### Try it
In the article on fireworks during the lockdown, what share of adults intend to hold fireworks displays at their homes, according to the RSPCA's research?

─── Excerpted passage

Coronavirus: Don’t let off fireworks in your garden after display cancellations, public urged
Members of the public are being asked to “think twice” about holding firework displays in their gardens this year, after new lockdown restrictions forced the cancellation of professional events.
England has been placed into a second national coronavirus lockdown, in an attempt to slow the rapid growth in infections, meaning there are worries for people’s safety and the wellbeing of pets as more people opt to mark Bonfire Night at their homes.
London Fire Brigade urged members of the public to reconsider plans to let off fireworks or light bonfires in their gardens, while services in Greater Manchester are advising families to forgo them altogether.
“Think about your neighbours, particularly older people or those who are self-isolating, pets and of course those of us in the emergency services,” Paul Jennings, the assistant commissioner for fire safety at the London Fire Brigade, says.
“Despite our warning if you do choose to have your own display, never drink alcohol and set off fireworks, keep fireworks in a closed metal box and only ever buy ones which carry the CE mark.
“Bonfires should be clear of buildings, sheds, fences and hedges. Bonfires in your back garden can especially be dangerous.
“This time of year is usually one of the busiest for firefighters and control officers and we also need to support our NHS colleagues, so please help us, by keeping yourself safe.”
And Greater Manchester Fire and Rescue Service’s chief fire officer, Dave Russel, said: “Our advice would be to not have fireworks and bonfires this year – instead, stay at home, stay safe and protect our emergency services.”
The prospect of more displays in homes has also prompted concerns for the welfare of pets, with the RSPCA calling for people “to be considerate” of those with nervous animals such as dogs and horses.
At least 21% of adults intend to hold fireworks displays at their homes, according to research by the charity – twice as many as last year.
The charity’s animal welfare expert, Dr Mark Kennedy, says: “We’d urge people to be considerate and keep neighbours with animals, including those with nearby horses and other livestock, informed of plans well in advance so they can make preparations to reduce the stress to their animals.
“Fireworks are extremely stressful and frightening for lots of animals. But they can also cause very serious injury and even death to some.
“It can be particularly dangerous for horses and livestock who can be spooked by the loud bangs and bright flashes of light, putting them at risk of injuring themselves on fencing, farm equipment or fixtures and fittings within their housing.”
Sales of fireworks have also been stopped in supermarket Sainsbury’s, with the company saying the explosives cause distress to pets and wildlife, attracting praise from social media users.

──────
─── The data

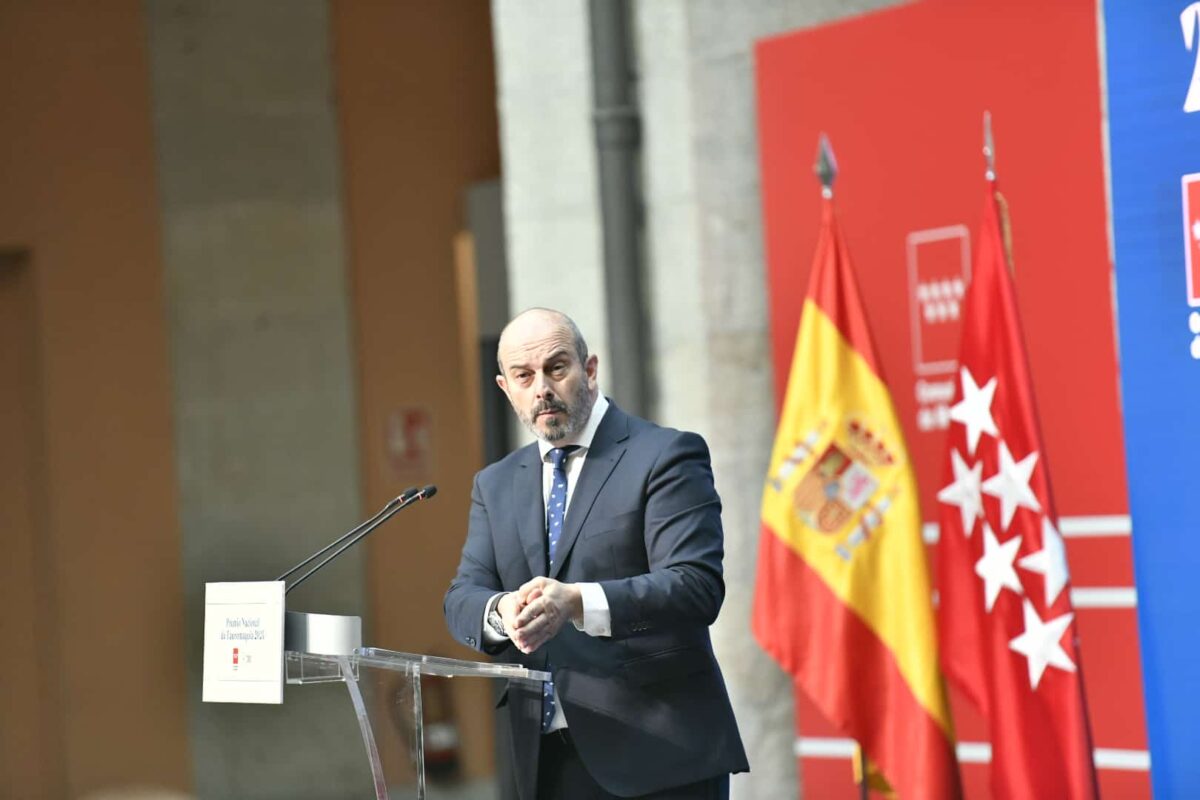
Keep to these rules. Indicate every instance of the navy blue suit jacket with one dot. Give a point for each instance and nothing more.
(647, 707)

──────

### Your solution
At least 21%, twice as many as the previous year.